**TASK INPUT:**
------
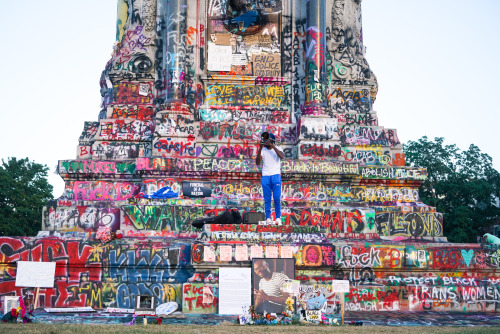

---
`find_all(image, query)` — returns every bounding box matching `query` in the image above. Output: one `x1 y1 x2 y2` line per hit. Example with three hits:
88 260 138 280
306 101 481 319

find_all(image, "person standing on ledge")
255 132 285 225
------
**OBJECTIVE:** Copy out the whole listing above word for word, leaving out the picture.

**REPLY TO THE TASK:**
---
`find_all(image, query)` — returns every bounding box matching `query` in the image above. Output: one `x1 y1 x2 y2` line per hit. Example with three hits:
88 260 138 280
306 101 481 319

find_all(image, "person standing on ledge")
255 132 285 225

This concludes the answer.